» Exercise 1:
Quote the passage about the 'From Isolation to Solitude' photo shoot word for word, from "Shooting for 'From" up to and including "Isolation to Solitude.".
» Exercise 2:
Extend the passage about the 'From Isolation to Solitude' photo shoot, starting after its last sentence.

» Supplied passage:
····················

Shooting for 'From Isolation to Solitude' is now well and truly underway with the aim to be finished with the shooting by the end of December in readiness for editing, printing, framing. It's been a pretty crazy journey.
When I started down this path a friend asked me if I wanted to use him as a model instead of putting myself in the images. My gut reaction was a pretty stern 'No' it would have far more impact if people were able to see that it was me recreating these moments of Isolation and hence become invested in the journey of how I reached the point where I am now....the journey from Isolation to Solitude.
I didn't think shooting would have much affect on me, I've been clean and sober now for a while, I make all the necessary steps to stay this way, I do yoga, I meditate and throw a lot of my focus into photography, I'm in a good place!
I am quite happy to admit here that I was wrong. I never anticipated the impact that doing this shoot would have on me. For one, I'm not a good model so on the surface the issue of time has been a challenging issue. It's taken such a huge amount of time to set the shot, get into position, check, not be happy with the light, my pose etc, then repeat, sometimes many many times.

····················

» Dataset content:
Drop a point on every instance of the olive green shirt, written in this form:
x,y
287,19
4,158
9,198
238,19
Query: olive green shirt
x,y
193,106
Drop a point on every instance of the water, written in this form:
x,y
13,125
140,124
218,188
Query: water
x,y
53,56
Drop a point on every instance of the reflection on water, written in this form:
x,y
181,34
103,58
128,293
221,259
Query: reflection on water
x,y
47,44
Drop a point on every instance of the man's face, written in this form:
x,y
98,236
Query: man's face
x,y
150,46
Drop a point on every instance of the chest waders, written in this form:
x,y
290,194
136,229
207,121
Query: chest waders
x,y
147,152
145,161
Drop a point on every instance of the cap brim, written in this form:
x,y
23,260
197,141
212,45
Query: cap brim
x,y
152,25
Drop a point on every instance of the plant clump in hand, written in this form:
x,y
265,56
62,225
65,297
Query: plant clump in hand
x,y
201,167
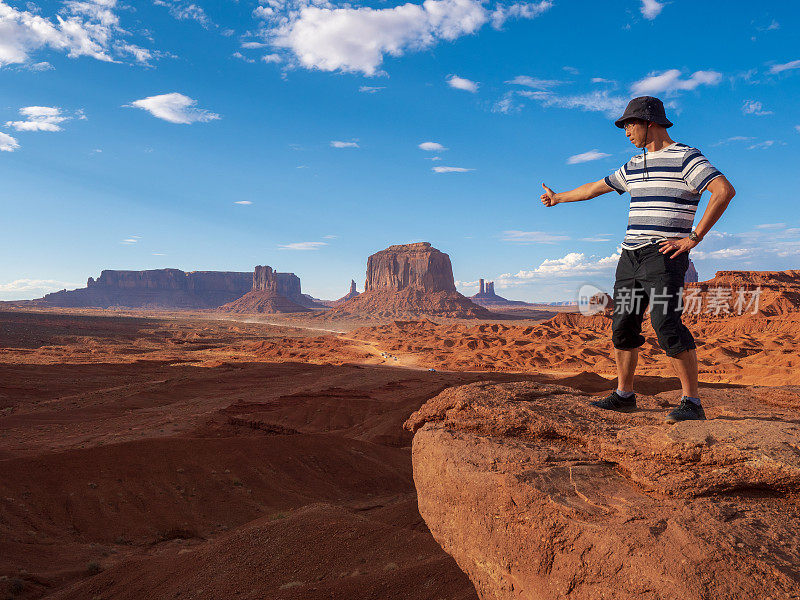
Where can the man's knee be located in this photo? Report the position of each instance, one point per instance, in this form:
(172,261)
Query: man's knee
(673,336)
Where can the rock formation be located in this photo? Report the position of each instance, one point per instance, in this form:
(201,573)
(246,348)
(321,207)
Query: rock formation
(487,297)
(418,266)
(763,293)
(353,293)
(272,292)
(157,288)
(409,280)
(538,496)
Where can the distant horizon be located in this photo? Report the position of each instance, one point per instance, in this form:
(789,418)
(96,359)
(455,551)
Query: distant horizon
(309,136)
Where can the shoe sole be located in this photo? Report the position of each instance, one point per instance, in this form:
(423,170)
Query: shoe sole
(672,421)
(625,410)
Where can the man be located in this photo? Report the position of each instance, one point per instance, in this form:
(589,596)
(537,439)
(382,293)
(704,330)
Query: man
(665,183)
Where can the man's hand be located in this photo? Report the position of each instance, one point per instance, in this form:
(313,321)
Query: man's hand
(549,196)
(679,246)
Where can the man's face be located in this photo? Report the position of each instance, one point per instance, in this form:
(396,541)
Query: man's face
(636,131)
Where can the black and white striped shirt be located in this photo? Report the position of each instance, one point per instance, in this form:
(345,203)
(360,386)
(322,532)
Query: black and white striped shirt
(665,190)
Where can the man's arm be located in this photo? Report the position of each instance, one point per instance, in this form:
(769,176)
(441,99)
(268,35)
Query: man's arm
(721,194)
(584,192)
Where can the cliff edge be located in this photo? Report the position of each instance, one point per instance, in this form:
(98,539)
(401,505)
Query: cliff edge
(538,496)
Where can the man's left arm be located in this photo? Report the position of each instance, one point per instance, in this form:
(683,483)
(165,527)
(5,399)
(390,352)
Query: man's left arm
(721,194)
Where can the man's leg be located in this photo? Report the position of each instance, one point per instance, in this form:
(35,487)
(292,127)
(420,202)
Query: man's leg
(685,367)
(626,368)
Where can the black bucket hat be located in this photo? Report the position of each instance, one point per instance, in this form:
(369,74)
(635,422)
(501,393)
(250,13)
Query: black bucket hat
(645,108)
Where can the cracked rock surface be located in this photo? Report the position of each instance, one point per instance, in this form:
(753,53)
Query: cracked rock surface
(539,496)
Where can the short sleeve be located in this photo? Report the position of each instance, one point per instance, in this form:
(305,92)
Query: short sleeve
(698,172)
(617,181)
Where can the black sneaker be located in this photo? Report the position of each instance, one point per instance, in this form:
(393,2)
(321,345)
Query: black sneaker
(616,402)
(687,411)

····················

» Task answer 1:
Shooting for 'From Isolation to Solitude' is now well and truly underway with the aim to be finished with the shooting by the end of December in readiness for editing, printing, framing. It's been a pretty crazy journey.
When I started down this path a friend asked me if I wanted to use him as a model instead of putting myself in the images. My gut reaction was a pretty stern 'No' it would have far more impact if people were able to see that it was me recreating these moments of Isolation and hence become invested in the journey of how I reached the point where I am now....the journey from Isolation to Solitude.

» Task answer 2:
Add onto the above the fact that while I'm in no way recreating or glorifying addiction in any way I am trying to capture the emotion of Isolation, one that I spent a great deal of time in. Let's call it arrogance, that I thought I was beyond any affect from staying in this frame of mind, however it definitely pushed me into a negative way of thinking. All I can say is that I am incredibly grateful to my good friend Suresh for talking me through this process, taking the pressure off me and just being a great sounding board.
With all of the above though, and with the benefit of a good friend and hindsight I can happily say that I'm already incredibly proud of the images I have so far. There is a quiet darkness and beauty in them, I always said that the journey of putting on this exhibition would be much stronger for me than the actual images, and it has been thus far. I've learnt a great deal about photography just from this, I've learnt to trust my instincts and I've learnt to listen and ask for help when I needed it.....all of those things have failed me previously, just like life, progress not perfection.
Look forward to finishing the images, having the exhibition then getting the images up here!
Thanks and Merry Xmas to all!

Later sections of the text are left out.